▶ **PROMPT**:
Exclude all pictures, then restate the entries below word for word.

Stored dataset items
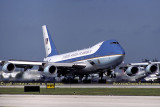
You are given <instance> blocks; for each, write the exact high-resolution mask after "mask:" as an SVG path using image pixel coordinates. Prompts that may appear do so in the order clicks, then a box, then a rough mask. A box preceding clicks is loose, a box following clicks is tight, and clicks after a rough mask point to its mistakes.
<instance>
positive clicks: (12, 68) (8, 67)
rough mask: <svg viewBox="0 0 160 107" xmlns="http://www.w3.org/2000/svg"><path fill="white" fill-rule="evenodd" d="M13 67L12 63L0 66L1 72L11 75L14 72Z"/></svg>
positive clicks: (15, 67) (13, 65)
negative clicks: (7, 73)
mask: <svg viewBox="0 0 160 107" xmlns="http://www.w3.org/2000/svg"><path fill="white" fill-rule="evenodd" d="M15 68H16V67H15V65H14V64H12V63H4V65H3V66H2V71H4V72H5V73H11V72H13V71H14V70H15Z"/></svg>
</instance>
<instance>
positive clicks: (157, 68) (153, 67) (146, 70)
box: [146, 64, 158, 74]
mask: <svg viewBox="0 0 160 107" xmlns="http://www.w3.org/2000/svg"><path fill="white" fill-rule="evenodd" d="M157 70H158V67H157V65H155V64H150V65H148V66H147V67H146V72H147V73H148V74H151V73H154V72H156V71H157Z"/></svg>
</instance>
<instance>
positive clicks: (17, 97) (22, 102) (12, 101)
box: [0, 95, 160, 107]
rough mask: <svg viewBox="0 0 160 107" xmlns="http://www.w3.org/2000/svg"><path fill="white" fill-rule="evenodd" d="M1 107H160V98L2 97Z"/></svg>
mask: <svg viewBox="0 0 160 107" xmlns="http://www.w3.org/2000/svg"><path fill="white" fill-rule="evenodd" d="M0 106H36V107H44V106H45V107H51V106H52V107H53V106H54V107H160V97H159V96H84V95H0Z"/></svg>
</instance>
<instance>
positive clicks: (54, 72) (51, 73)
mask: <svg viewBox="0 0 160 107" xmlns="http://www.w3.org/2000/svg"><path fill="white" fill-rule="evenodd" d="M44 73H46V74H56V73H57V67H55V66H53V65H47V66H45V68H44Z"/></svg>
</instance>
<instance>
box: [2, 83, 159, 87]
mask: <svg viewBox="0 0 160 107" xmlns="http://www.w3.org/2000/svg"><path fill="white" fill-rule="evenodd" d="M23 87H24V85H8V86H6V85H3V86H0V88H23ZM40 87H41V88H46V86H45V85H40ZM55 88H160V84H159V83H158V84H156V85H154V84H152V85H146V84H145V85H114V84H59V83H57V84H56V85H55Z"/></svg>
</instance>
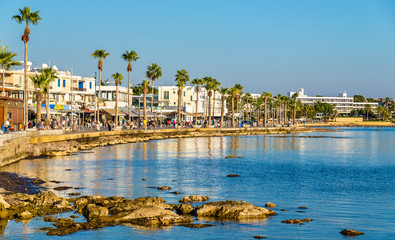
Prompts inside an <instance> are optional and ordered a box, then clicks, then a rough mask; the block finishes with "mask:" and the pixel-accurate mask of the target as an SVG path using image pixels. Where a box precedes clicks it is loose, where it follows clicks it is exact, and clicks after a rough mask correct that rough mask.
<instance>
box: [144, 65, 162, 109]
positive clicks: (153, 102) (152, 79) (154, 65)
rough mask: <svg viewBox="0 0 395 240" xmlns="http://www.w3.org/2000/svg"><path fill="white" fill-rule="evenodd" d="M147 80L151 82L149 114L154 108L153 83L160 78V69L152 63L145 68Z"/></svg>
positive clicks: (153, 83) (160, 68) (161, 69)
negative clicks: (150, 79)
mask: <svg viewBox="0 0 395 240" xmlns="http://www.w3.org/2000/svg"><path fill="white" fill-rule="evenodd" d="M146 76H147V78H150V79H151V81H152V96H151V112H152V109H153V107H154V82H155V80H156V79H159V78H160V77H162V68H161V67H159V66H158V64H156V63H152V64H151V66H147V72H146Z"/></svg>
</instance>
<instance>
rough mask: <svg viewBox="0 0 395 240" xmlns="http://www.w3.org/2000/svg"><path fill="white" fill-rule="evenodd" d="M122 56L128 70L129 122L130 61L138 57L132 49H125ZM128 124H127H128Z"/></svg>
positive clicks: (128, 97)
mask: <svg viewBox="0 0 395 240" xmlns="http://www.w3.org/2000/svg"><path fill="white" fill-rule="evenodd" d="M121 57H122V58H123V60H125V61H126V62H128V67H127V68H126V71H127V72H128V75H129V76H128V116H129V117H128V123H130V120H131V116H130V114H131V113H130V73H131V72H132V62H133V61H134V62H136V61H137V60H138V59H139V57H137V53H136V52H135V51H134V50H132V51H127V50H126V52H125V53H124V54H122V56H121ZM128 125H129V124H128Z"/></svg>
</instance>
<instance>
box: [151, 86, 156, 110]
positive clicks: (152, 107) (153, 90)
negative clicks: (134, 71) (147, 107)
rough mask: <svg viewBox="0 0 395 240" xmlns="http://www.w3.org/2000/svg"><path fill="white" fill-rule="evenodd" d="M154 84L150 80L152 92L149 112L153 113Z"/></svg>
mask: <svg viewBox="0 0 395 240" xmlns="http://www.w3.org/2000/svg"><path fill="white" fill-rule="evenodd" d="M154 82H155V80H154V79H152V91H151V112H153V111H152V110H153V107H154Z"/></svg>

▶ **YOUR SOLUTION**:
You are given <instance> blocks; for each, write the exact high-resolution mask after "mask:" as an SVG path using image pixel coordinates. Prompts that may appear do so in the order clicks, then a box, then a rough mask. A box preceding clicks is loose, a box following clicks is tight, and clicks after a rough mask point to its mistakes.
<instance>
positive clicks: (12, 68) (8, 67)
rough mask: <svg viewBox="0 0 160 107" xmlns="http://www.w3.org/2000/svg"><path fill="white" fill-rule="evenodd" d="M13 67L12 63L0 66L1 72L11 75L14 72Z"/></svg>
positive clicks: (15, 67) (13, 65)
negative clicks: (7, 73)
mask: <svg viewBox="0 0 160 107" xmlns="http://www.w3.org/2000/svg"><path fill="white" fill-rule="evenodd" d="M15 68H16V67H15V65H14V64H12V63H4V65H3V66H2V71H4V72H5V73H11V72H13V71H14V70H15Z"/></svg>
</instance>
<instance>
positive clicks: (157, 68) (153, 67) (146, 70)
box: [146, 64, 158, 74]
mask: <svg viewBox="0 0 160 107" xmlns="http://www.w3.org/2000/svg"><path fill="white" fill-rule="evenodd" d="M157 70H158V67H157V65H155V64H150V65H148V66H147V67H146V72H147V73H148V74H151V73H154V72H156V71H157Z"/></svg>
</instance>
<instance>
positive clicks: (17, 97) (22, 102) (12, 101)
box: [0, 95, 160, 107]
rough mask: <svg viewBox="0 0 160 107" xmlns="http://www.w3.org/2000/svg"><path fill="white" fill-rule="evenodd" d="M1 107H160V98L2 97Z"/></svg>
mask: <svg viewBox="0 0 160 107" xmlns="http://www.w3.org/2000/svg"><path fill="white" fill-rule="evenodd" d="M0 106H36V107H44V106H45V107H51V106H52V107H53V106H54V107H160V97H159V96H84V95H0Z"/></svg>
</instance>
<instance>
positive clicks: (54, 72) (51, 73)
mask: <svg viewBox="0 0 160 107" xmlns="http://www.w3.org/2000/svg"><path fill="white" fill-rule="evenodd" d="M44 73H46V74H56V73H57V67H55V66H53V65H47V66H45V68H44Z"/></svg>
</instance>
<instance>
box: [2, 83, 159, 87]
mask: <svg viewBox="0 0 160 107" xmlns="http://www.w3.org/2000/svg"><path fill="white" fill-rule="evenodd" d="M23 87H24V85H8V86H6V85H3V86H0V88H23ZM40 87H41V88H46V86H45V85H40ZM55 88H160V84H159V83H158V84H156V85H154V84H152V85H146V84H145V85H114V84H59V83H57V84H56V85H55Z"/></svg>
</instance>
Prompts inside an <instance> are optional and ordered a box, then clicks, then a rough mask; the block finishes with "mask:" and the pixel-accurate mask of the target as an SVG path using image pixels. Where a box precedes clicks it is loose, where it follows clicks it is exact, and clicks after a rough mask correct that rough mask.
<instance>
box: [144, 65, 162, 109]
positive clicks: (153, 102) (152, 79) (154, 65)
rough mask: <svg viewBox="0 0 395 240" xmlns="http://www.w3.org/2000/svg"><path fill="white" fill-rule="evenodd" d="M147 80L151 82L149 114L154 108L153 83L160 78V69L152 63L145 68Z"/></svg>
positive clicks: (153, 83) (160, 68) (161, 69)
negative clicks: (150, 79)
mask: <svg viewBox="0 0 395 240" xmlns="http://www.w3.org/2000/svg"><path fill="white" fill-rule="evenodd" d="M146 76H147V78H150V79H151V81H152V96H151V112H152V109H153V107H154V82H155V80H156V79H159V78H160V77H162V68H161V67H159V66H158V64H156V63H152V64H151V66H147V72H146Z"/></svg>
</instance>
<instance>
rough mask: <svg viewBox="0 0 395 240" xmlns="http://www.w3.org/2000/svg"><path fill="white" fill-rule="evenodd" d="M122 56L128 70L129 122L130 61L138 57L132 49H125ZM128 124H127H128Z"/></svg>
positive clicks: (128, 97)
mask: <svg viewBox="0 0 395 240" xmlns="http://www.w3.org/2000/svg"><path fill="white" fill-rule="evenodd" d="M121 57H122V58H123V60H125V61H126V62H128V67H127V68H126V71H127V72H128V75H129V76H128V116H129V117H128V123H130V120H131V116H130V114H131V113H130V73H131V72H132V62H133V61H134V62H136V61H137V60H138V59H139V57H137V53H136V52H135V51H134V50H132V51H127V50H126V52H125V53H124V54H122V56H121ZM128 125H129V124H128Z"/></svg>
</instance>
<instance>
box: [151, 86, 156, 110]
positive clicks: (152, 107) (153, 90)
negative clicks: (134, 71) (147, 107)
rough mask: <svg viewBox="0 0 395 240" xmlns="http://www.w3.org/2000/svg"><path fill="white" fill-rule="evenodd" d="M154 84L150 80L152 92L149 112L153 113Z"/></svg>
mask: <svg viewBox="0 0 395 240" xmlns="http://www.w3.org/2000/svg"><path fill="white" fill-rule="evenodd" d="M154 82H155V80H154V79H152V91H151V112H153V111H152V110H153V107H154Z"/></svg>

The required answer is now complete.